The Move of the Year – Jewelry for Men
Boucheron’s single biggest commission in its 164-year history was ordered in 1928 – and it was for a man. The Maharaja of Patiala, Sir Bhupinder Singh, presented the maison with thousands of gems and asked for 149 pieces. Indian princes were voracious for jewelry, and they made no distinction between options for men and women. Today’s leading patrons are royalty, too: princes of pop culture. And they also don’t care much for traditional gender norms. Jewels are de rigueur once more to a man’s black-tie wardrobe. Consider these A-list examples: Pete Davidson paying tribute to his late father in a garnet-studded Fred Leighton necklace at the 2021 Met Gala; Jonah Hill in vintage Leighton aquamarines, pearls, and flower brooches at the premiere of Don’t Look Up; and the trinity of Daniel Kaluuya, his exquisite Cartier rivière, and his Oscar for Judas and the Black Messiah.
- Uniform Object: Spur Hoops
- Mikimoto: Akoya Culture Pearl 22.5-inch necklace
- Boucheron: New Sarpech Hair Ornament and Brooch
The Diamonds of the Year
Named for their resemblance to a river of gems, diamond rivières have long attracted an enthusiastic fan base. Queen Mary, for one, was rarely seen without her diamond “turtleneck,” layering chokers and pearls with her 100-carat rivière, which was later inherited by Princess Margaret. To-day, donning a single strand is just as strong a statement, as Zoë Kravitz proved at this year’s Oscars, though we’d never discourage anyone from a modern Mary moment, à la Hailey Bieber at the Super Bowl.

## [Work to complete]
a) According to the jewelry text, how many pieces did the Maharaja of Patiala ask Boucheron to make?
b) Translate this sentence from the jewelry text into Spanish: "Jewels are de rigueur once more to a man’s black-tie wardrobe."
c) Reproduce the passage of the jewelry text between "- Uniform Object: Spur" and "the Super Bowl.", inclusive.
Rely solely on the jewelry text above.

## [Stored data]
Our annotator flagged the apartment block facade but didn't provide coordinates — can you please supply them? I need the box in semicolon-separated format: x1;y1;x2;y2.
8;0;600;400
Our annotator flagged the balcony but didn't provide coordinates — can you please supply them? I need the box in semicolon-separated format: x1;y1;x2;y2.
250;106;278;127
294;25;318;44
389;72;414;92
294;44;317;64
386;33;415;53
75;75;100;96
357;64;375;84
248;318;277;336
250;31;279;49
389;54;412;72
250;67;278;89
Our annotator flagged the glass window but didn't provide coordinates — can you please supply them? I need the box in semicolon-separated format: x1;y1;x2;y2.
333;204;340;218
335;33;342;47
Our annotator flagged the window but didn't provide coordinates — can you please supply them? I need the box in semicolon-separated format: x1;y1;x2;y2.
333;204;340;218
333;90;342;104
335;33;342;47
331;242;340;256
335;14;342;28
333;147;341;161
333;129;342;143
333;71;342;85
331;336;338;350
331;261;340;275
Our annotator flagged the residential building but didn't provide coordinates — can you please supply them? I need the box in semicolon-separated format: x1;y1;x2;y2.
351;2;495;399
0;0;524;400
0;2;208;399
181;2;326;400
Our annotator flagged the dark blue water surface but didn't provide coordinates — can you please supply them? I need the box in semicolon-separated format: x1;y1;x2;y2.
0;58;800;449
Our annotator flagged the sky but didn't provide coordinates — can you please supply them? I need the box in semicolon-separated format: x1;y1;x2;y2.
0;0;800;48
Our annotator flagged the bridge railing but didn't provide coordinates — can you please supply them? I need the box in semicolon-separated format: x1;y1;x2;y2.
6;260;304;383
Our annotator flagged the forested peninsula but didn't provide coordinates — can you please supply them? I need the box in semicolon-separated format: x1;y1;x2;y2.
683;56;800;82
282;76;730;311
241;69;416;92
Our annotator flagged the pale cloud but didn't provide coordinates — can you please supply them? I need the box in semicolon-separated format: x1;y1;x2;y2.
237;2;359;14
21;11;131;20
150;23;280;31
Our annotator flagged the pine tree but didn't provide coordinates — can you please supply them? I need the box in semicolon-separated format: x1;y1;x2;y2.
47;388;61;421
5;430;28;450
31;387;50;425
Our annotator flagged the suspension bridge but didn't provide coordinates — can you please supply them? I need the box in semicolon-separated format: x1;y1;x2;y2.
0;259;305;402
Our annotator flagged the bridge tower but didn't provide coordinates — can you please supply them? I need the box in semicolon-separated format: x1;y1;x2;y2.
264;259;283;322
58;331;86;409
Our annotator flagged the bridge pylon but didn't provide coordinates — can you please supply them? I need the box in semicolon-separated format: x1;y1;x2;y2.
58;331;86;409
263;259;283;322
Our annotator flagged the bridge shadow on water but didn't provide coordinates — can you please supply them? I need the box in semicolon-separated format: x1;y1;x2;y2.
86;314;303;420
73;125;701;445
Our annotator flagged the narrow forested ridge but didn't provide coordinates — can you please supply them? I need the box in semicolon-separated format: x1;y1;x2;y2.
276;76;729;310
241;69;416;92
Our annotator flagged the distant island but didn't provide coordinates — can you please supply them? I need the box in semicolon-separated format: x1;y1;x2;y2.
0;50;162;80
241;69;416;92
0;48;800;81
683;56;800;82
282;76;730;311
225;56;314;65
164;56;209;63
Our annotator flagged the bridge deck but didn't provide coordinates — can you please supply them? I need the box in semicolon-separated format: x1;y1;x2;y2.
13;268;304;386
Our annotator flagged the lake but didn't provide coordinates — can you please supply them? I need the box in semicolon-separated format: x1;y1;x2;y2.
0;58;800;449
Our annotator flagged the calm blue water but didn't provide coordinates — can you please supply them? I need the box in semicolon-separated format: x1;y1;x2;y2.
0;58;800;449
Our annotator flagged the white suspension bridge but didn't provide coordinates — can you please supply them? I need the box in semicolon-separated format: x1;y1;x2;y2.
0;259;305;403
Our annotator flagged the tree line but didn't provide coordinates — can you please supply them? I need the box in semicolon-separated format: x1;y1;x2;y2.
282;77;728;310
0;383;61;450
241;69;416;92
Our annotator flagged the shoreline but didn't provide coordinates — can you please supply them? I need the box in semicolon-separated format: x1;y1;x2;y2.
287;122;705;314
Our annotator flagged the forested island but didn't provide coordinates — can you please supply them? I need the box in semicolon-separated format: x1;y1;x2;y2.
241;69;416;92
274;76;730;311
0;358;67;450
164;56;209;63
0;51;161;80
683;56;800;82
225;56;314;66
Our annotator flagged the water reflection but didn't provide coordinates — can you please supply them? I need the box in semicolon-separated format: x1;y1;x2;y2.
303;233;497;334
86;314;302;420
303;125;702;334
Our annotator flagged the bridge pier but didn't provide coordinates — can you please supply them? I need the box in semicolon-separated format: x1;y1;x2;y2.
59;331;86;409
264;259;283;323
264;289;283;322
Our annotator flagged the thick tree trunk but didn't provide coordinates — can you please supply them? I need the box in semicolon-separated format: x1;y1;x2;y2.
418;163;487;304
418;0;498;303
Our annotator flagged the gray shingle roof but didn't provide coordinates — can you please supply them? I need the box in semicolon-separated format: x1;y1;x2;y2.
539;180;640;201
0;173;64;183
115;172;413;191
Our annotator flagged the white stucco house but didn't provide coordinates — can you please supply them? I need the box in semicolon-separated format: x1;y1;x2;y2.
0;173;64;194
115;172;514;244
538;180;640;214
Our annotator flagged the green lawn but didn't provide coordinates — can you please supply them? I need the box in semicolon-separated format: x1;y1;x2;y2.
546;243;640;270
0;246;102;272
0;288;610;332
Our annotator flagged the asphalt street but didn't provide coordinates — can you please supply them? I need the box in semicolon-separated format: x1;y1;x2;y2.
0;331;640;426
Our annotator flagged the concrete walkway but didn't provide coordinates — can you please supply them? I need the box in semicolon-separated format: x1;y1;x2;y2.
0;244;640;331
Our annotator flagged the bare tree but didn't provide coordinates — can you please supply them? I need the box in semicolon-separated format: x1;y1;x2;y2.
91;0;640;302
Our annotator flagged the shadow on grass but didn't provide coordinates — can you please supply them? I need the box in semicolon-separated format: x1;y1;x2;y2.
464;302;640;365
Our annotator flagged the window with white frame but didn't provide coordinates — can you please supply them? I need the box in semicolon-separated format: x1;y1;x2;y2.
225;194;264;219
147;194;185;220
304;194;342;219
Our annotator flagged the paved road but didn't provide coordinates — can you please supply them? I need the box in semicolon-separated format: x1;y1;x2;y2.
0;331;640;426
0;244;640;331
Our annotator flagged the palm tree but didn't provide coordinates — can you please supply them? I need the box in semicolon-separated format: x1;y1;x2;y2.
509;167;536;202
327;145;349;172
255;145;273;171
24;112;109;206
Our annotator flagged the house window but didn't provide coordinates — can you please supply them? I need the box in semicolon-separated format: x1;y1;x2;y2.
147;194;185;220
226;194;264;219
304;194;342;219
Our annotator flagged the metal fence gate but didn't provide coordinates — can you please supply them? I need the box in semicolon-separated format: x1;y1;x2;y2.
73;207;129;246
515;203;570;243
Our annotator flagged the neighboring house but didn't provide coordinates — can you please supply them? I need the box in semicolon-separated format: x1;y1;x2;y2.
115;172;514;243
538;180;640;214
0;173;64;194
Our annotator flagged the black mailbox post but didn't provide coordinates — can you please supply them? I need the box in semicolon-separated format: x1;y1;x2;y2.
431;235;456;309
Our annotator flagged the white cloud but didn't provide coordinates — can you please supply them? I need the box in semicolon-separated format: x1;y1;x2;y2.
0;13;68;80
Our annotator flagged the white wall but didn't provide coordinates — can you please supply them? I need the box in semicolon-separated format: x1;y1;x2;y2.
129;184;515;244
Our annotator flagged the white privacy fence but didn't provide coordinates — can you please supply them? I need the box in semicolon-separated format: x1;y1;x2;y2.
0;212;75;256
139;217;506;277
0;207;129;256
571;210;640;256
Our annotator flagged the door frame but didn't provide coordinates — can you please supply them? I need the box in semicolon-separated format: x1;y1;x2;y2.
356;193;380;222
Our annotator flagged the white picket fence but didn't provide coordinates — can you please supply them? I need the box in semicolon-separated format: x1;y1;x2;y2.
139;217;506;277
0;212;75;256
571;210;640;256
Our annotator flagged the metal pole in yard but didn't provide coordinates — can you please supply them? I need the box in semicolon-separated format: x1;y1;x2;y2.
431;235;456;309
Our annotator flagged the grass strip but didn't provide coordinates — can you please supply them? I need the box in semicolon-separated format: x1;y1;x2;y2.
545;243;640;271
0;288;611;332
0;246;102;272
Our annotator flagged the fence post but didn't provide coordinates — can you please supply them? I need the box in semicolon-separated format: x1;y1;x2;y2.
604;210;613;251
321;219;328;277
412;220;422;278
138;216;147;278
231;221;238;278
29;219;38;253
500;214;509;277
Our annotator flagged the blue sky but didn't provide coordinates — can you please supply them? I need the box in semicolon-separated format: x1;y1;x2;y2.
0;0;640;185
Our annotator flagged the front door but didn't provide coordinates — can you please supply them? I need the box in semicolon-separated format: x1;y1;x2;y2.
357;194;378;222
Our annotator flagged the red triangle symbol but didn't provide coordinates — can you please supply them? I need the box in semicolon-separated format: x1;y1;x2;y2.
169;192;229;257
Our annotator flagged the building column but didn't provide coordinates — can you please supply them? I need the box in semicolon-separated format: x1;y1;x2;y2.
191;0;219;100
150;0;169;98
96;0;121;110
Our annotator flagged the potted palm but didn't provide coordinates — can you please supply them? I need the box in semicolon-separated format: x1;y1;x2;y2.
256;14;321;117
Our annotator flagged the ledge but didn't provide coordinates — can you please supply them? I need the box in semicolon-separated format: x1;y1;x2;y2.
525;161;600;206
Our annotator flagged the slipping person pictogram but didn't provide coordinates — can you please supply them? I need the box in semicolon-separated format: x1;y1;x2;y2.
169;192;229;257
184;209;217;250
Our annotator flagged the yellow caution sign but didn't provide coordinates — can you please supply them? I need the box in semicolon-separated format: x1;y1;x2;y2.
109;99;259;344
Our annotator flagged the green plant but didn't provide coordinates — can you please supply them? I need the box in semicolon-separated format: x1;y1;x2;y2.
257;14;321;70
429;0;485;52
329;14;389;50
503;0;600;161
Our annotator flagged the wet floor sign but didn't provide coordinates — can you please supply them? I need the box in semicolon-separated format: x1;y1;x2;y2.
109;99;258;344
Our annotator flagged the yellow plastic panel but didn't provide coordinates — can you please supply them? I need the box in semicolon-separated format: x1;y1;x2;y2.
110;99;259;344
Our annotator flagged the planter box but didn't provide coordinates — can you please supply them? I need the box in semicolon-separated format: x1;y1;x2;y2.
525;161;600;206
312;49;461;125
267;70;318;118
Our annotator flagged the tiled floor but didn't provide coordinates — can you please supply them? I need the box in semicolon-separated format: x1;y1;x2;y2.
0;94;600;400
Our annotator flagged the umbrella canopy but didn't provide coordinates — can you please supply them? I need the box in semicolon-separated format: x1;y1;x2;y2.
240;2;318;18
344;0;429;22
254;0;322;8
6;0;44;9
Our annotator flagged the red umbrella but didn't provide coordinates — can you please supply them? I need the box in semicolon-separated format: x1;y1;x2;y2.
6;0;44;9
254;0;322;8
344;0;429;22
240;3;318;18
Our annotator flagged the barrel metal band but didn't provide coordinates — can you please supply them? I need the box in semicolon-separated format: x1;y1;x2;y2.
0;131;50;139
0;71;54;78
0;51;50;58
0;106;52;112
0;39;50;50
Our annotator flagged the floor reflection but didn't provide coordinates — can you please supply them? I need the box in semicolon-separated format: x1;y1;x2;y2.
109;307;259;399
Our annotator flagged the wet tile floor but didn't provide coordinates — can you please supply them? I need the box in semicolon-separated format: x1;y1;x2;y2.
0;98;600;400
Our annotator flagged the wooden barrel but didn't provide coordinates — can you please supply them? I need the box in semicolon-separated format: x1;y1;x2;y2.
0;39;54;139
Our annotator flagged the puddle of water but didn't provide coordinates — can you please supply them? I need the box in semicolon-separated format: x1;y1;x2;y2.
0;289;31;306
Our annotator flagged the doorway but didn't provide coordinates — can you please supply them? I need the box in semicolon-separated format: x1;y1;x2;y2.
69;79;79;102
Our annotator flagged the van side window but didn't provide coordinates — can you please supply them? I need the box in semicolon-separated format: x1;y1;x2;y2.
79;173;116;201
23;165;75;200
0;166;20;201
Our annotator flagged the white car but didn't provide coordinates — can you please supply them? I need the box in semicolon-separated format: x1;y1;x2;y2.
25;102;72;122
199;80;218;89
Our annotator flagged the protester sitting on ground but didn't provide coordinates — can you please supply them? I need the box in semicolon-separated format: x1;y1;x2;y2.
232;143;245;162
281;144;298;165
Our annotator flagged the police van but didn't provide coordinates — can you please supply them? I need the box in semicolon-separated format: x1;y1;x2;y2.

## [Answers in order]
a) 149 pieces

b) Las joyas vuelven a ser de rigor en el guardarropa de etiqueta de un hombre.

c)
- Uniform Object: Spur Hoops
- Mikimoto: Akoya Culture Pearl 22.5-inch necklace
- Boucheron: New Sarpech Hair Ornament and Brooch
The Diamonds of the Year
Named for their resemblance to a river of gems, diamond rivières have long attracted an enthusiastic fan base. Queen Mary, for one, was rarely seen without her diamond “turtleneck,” layering chokers and pearls with her 100-carat rivière, which was later inherited by Princess Margaret. To-day, donning a single strand is just as strong a statement, as Zoë Kravitz proved at this year’s Oscars, though we’d never discourage anyone from a modern Mary moment, à la Hailey Bieber at the Super Bowl.